[What is expected] Copy the material below line for line, keeping every character as it stands.

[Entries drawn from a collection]
------------
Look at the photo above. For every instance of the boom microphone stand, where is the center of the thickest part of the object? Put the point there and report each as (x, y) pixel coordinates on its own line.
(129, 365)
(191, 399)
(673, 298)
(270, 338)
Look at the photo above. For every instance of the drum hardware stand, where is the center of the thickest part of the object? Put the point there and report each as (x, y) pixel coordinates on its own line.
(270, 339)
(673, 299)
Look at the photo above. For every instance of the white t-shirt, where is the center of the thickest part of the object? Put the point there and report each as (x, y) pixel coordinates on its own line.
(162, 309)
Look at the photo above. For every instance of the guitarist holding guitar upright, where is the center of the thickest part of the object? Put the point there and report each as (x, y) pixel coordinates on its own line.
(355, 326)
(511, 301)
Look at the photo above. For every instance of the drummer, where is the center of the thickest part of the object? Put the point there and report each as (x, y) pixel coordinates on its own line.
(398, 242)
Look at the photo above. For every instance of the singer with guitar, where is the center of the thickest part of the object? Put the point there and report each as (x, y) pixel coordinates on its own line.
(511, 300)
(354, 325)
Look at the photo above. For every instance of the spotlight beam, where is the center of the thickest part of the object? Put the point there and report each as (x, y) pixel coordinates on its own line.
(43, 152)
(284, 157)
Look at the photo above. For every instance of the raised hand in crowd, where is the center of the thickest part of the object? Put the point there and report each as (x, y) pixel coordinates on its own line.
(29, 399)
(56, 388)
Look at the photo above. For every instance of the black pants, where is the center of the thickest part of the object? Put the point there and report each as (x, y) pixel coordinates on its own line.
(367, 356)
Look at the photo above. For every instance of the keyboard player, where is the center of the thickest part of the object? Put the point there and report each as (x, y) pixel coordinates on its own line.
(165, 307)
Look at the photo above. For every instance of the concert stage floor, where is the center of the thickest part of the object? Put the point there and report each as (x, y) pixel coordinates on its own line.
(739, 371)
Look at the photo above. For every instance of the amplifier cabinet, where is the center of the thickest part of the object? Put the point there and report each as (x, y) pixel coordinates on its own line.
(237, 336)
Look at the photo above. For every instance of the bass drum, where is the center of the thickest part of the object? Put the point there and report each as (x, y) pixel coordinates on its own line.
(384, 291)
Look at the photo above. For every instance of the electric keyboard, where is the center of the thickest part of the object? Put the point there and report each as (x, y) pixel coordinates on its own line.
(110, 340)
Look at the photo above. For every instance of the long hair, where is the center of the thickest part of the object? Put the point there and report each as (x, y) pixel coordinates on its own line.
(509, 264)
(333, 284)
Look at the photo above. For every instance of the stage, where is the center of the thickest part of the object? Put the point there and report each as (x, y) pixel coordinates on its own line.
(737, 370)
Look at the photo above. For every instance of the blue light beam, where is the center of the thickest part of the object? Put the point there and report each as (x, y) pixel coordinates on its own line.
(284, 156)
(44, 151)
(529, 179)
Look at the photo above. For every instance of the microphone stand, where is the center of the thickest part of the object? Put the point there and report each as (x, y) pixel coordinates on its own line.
------------
[Result]
Look at the photo above. For every instance of the boom microphone stand, where is the center of the thickest part of the object? Put the point there and report each as (x, y) pixel coordinates on its own line.
(129, 365)
(191, 399)
(673, 298)
(270, 338)
Look at the photo above. For every instance of the drum hardware stand, where is the center of the thickest part of the object? Put the point there and report each as (x, y) pixel coordinates on its own line.
(270, 339)
(673, 299)
Look at the photo above. For every instance of the white t-shirt, where is the center of the thickest part of the object? Put the point there and report each as (x, y) pixel coordinates on its own line.
(162, 309)
Look at the photo above. For every instance of the guitarist holding guitar upright, where is the center of the thickest part of the object? Put the point there and report each as (x, y) pixel coordinates on its own line.
(355, 326)
(511, 301)
Look at the photo above. For every instance of the drummer, where is the center of the thickest part of the object? Put the point there and report each as (x, y) pixel coordinates on its own line.
(398, 242)
Look at the photo above. For every instance of the singer with guitar, where is the center of the thickest part of the object? Put the point there and report each as (x, y) pixel coordinates on its own line.
(511, 300)
(354, 325)
Look at the photo above. For every instance of the spotlight beam, where is the center of the thickest part of the object? Put the point there and report each as (x, y) pixel coordinates on its own line.
(43, 152)
(284, 157)
Look at the photo above. For every instance of the raised hand in crowd, where is the center of the thickest part of the object? Put the point there and report each as (x, y) pixel coordinates on its own line.
(29, 399)
(56, 388)
Look at the photo above. For every instance of the black pants, where is the center of the thickest part of the object? Put the point there and report each as (x, y) pixel coordinates on its own line.
(367, 356)
Look at the photo above. For every instance of the keyboard player, where is the center of the thickest part of the object? Put the point there and report each as (x, y) pixel coordinates on its own line.
(165, 307)
Look at the photo above. For every instance of the concert stage floor, where is the center of the thickest part of the object? Put the point there and report each as (x, y) pixel coordinates on its own line.
(739, 371)
Look at the photo above. For every instance of the amplifier cabinet, where is the center of the thickest part of the object? Put the point there and report each as (x, y) pixel coordinates on its own line.
(237, 336)
Look at the photo above. For every instance of the bass drum, where is the center of the thickest part of the object? Put the point there and report each as (x, y) pixel coordinates on its own line.
(384, 291)
Look at the photo above. For every instance of the electric keyboard, where is the center of the thickest part of the object? Put the point there and report each as (x, y) pixel coordinates on its own line.
(110, 340)
Look at the photo above. For every instance of the long hair, where is the center of the thickest part of the object? Put the point there and report each as (x, y) pixel coordinates on its own line.
(509, 264)
(333, 284)
Look at the photo above. For every instance of the stage, where is the center of the thickest part of the object? Put the point there and report each as (x, y) pixel coordinates on its own line.
(737, 370)
Look at the photo above. For every instance of the blue light beam, where is the center of the thickest part of the object? Put the point there and report each as (x, y) pixel coordinates on its own line.
(284, 156)
(44, 151)
(529, 179)
Look at the photo above. For every instance of the microphone stand, where is the center of the thickest part of the object? Put the point there and report each as (x, y) pixel coordinates on its own line.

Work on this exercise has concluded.